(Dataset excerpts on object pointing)
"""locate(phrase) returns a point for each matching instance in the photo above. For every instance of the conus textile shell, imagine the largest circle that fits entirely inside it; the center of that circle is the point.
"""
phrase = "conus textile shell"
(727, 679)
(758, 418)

...

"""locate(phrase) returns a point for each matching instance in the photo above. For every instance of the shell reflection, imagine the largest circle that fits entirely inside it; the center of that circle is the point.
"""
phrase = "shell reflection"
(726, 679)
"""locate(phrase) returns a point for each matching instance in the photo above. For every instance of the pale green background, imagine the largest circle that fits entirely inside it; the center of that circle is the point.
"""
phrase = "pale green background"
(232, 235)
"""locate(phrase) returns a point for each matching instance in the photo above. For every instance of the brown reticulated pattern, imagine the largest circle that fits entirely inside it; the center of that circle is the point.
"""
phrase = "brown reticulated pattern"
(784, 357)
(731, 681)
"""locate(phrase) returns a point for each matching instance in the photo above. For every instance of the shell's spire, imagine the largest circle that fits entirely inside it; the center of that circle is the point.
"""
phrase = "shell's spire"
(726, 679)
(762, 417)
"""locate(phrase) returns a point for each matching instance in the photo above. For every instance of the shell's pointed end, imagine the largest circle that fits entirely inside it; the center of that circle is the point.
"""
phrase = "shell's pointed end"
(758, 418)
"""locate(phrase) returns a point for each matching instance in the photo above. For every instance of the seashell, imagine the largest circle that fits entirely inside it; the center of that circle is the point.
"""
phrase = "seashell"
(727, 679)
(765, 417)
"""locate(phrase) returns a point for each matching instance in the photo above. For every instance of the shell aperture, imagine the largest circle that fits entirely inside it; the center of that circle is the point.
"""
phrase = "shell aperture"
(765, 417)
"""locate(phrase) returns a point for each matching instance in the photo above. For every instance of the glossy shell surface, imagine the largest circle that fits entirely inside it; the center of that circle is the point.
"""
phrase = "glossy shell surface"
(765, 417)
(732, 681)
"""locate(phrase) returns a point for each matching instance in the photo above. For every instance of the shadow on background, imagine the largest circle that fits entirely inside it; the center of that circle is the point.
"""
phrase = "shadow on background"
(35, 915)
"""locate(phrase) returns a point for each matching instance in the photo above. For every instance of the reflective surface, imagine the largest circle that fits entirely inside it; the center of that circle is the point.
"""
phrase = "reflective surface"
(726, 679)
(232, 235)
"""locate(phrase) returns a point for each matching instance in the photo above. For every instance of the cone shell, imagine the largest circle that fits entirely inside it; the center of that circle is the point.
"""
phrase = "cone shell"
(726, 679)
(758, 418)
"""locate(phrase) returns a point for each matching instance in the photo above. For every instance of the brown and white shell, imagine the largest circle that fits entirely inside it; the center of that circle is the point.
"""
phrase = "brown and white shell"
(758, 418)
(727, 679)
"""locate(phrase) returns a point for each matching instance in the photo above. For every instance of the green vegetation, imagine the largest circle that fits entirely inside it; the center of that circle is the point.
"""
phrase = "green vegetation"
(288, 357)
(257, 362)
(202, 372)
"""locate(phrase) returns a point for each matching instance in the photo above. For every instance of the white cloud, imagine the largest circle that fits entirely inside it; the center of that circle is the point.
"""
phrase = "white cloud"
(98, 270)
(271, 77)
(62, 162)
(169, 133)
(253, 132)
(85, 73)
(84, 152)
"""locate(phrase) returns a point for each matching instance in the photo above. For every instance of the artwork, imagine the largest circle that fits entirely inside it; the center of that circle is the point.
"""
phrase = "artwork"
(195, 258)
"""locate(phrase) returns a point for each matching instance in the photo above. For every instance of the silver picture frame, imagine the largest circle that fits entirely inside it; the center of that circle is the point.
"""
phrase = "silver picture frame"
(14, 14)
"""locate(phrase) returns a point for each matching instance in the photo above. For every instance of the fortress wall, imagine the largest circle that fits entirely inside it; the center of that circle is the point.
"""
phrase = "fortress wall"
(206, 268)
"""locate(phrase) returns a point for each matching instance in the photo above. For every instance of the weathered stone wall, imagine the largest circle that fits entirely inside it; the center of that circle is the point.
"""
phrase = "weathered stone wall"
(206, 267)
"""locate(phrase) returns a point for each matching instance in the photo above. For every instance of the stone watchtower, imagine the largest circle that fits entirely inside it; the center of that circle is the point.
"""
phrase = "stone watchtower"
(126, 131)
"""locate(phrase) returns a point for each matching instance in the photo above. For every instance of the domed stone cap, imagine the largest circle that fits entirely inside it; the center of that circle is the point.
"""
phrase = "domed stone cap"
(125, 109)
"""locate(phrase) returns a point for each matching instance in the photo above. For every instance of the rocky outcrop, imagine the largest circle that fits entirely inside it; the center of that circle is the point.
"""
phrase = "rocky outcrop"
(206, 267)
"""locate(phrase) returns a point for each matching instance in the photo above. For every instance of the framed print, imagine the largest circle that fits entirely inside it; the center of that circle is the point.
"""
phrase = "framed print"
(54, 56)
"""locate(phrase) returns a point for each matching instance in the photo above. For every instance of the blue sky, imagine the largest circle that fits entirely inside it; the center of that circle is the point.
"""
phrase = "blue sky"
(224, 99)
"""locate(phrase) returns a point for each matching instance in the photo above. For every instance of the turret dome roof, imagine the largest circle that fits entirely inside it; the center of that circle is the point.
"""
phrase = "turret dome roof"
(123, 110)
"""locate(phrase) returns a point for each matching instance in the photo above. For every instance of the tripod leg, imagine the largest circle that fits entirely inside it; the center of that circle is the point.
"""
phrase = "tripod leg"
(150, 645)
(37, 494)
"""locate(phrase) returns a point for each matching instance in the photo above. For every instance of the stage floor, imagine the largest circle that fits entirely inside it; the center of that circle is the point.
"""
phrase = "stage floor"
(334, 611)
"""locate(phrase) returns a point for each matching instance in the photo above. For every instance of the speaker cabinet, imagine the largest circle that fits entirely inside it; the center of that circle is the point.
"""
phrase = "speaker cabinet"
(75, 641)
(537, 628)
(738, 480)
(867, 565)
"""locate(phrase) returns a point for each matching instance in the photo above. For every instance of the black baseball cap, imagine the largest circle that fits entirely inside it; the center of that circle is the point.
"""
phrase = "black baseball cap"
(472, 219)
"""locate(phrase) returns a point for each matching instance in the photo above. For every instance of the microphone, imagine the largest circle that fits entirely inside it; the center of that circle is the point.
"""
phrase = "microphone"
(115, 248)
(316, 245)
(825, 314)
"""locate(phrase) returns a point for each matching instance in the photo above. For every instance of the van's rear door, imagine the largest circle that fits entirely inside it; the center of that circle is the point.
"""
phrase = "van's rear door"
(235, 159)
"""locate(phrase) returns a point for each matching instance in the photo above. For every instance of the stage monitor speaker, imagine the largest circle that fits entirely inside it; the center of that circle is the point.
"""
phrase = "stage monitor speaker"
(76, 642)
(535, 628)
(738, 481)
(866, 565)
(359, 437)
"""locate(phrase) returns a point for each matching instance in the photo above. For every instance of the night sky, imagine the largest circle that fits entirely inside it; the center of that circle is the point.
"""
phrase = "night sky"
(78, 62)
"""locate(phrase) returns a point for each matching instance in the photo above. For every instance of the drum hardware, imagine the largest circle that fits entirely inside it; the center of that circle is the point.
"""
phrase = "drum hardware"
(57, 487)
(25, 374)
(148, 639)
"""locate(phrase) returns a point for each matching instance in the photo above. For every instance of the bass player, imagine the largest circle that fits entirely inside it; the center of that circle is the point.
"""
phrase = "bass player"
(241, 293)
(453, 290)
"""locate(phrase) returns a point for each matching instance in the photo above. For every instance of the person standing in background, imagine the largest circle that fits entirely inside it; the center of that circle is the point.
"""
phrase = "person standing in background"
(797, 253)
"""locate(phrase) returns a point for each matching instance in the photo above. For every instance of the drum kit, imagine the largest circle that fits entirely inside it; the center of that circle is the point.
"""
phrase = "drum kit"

* * *

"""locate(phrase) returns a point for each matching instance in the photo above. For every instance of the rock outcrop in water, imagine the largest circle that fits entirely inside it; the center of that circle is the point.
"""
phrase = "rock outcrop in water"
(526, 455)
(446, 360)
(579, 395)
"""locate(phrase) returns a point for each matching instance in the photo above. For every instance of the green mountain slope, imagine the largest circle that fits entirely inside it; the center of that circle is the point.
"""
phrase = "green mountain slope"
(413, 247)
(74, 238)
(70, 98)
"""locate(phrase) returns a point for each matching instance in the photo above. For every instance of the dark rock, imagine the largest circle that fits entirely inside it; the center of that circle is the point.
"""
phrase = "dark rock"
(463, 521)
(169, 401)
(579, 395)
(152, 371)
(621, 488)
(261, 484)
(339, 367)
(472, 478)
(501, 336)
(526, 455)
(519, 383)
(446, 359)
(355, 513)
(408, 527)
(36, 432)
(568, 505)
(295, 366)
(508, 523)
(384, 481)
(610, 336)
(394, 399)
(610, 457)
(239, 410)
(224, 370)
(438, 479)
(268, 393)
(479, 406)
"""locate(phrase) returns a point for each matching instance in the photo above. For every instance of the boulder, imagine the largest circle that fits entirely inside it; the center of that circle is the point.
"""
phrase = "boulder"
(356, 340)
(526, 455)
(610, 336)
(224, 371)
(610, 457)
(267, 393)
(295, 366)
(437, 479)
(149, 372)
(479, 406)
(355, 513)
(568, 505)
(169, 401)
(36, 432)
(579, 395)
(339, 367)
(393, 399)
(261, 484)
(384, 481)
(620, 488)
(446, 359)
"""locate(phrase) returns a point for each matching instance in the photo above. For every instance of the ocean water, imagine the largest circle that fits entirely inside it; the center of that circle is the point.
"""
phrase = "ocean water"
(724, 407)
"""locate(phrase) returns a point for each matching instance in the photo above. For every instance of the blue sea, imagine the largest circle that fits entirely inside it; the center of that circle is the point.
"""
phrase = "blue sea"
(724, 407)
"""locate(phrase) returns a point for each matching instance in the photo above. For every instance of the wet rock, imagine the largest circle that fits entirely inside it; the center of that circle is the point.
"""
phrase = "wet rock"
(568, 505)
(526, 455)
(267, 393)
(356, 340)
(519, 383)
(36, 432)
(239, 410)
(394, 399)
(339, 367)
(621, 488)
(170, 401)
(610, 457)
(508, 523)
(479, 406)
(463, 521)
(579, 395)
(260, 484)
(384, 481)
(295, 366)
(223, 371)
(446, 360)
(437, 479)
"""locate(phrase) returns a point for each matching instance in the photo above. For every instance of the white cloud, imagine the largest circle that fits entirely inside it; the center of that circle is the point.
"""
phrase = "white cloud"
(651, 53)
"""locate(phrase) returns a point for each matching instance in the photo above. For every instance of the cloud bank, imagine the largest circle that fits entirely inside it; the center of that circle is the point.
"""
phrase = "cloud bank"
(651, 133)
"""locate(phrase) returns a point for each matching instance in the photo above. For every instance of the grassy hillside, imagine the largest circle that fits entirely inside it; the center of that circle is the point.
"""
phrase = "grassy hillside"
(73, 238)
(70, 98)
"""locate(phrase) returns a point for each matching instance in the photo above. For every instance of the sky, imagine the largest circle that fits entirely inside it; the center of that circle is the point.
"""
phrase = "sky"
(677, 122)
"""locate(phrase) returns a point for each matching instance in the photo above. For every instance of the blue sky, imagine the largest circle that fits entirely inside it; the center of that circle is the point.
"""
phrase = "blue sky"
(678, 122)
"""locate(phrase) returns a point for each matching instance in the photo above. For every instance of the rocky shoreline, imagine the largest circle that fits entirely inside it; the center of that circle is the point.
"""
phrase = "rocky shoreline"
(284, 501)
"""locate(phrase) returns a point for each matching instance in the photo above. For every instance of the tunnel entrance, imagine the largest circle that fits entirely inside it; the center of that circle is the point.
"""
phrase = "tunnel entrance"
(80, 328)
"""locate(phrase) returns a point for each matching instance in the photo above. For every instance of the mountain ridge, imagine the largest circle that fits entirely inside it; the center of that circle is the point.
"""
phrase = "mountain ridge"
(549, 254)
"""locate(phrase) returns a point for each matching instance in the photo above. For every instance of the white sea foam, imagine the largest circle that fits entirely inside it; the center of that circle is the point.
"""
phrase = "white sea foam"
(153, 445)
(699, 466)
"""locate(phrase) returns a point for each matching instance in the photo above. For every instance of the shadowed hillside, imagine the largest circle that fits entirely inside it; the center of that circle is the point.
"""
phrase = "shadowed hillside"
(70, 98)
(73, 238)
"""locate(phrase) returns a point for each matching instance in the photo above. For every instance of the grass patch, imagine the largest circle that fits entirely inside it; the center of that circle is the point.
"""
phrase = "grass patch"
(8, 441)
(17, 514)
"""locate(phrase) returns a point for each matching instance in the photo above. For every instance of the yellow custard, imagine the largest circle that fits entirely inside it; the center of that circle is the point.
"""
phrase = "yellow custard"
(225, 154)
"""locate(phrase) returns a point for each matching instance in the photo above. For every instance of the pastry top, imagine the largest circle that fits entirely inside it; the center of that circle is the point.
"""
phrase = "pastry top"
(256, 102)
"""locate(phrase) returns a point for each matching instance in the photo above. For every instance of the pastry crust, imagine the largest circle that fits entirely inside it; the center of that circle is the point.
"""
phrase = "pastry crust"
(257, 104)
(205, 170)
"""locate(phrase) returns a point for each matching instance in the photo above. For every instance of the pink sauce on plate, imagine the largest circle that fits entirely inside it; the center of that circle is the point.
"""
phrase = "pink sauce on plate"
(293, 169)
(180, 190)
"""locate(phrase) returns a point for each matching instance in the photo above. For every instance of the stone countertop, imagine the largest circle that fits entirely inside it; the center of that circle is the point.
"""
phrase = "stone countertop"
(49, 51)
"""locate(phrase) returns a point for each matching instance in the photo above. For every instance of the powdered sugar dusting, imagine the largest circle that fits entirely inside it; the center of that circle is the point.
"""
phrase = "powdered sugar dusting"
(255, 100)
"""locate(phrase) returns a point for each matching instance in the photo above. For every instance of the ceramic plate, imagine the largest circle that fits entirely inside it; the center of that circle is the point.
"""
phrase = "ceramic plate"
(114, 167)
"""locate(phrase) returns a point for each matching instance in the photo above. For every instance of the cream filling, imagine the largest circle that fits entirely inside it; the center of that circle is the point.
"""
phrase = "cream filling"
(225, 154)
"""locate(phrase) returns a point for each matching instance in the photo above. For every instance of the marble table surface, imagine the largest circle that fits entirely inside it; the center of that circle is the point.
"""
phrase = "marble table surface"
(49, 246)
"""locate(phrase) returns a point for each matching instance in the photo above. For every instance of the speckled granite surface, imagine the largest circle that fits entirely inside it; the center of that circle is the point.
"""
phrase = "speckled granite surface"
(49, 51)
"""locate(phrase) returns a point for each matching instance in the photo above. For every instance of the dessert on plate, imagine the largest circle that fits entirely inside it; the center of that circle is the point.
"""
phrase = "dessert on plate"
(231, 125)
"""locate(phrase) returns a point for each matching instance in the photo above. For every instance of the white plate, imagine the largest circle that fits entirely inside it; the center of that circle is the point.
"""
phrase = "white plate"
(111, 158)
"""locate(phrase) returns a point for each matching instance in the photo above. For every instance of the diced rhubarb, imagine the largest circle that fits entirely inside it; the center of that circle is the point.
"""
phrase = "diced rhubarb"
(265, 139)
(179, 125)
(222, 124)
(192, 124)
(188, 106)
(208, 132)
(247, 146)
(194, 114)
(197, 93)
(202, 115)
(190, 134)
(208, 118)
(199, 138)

Exercise aim: Return every line of the material above that contains the string "aperture", copying each line unchanged.

Answer to this problem:
"""locate(phrase) returns a point for each matching instance in the photo above. For every instance of the shell aperture, imagine the largest circle that fits entirely inside it; the center of that circle is the point.
phrase = "shell aperture"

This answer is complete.